> **Material provided**
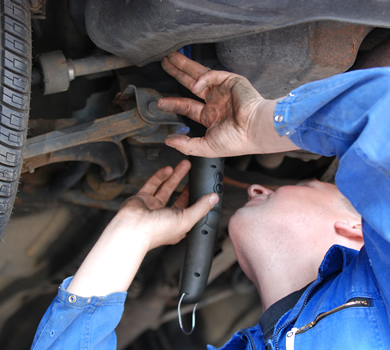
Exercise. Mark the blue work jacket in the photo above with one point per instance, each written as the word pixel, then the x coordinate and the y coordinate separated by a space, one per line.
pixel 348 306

* * *

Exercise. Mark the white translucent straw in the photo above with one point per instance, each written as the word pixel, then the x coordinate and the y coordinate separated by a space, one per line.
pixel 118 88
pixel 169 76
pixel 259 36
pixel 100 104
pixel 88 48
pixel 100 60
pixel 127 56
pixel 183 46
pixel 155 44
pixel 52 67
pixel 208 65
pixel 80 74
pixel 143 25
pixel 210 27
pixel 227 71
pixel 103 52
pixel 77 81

--

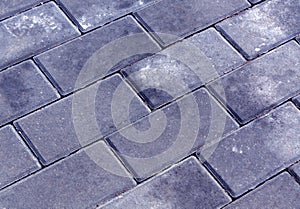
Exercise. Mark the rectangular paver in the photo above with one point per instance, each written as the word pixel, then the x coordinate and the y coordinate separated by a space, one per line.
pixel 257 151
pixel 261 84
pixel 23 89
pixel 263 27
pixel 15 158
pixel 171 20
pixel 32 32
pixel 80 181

> **Exercise**
Please revise the part that opens with the line containing "Exercise. Mark the blue" and closes with the line containing "pixel 348 306" by putting "denim jacket" in place of "work jacket" and leaving everything else unchanged. Give only those lines.

> **Task answer**
Exercise. Mark the blue denim jacket in the photo above with one point per instance, each written as the word pixel, then the x coordinate and the y coordinate separated by a space, one per line.
pixel 348 306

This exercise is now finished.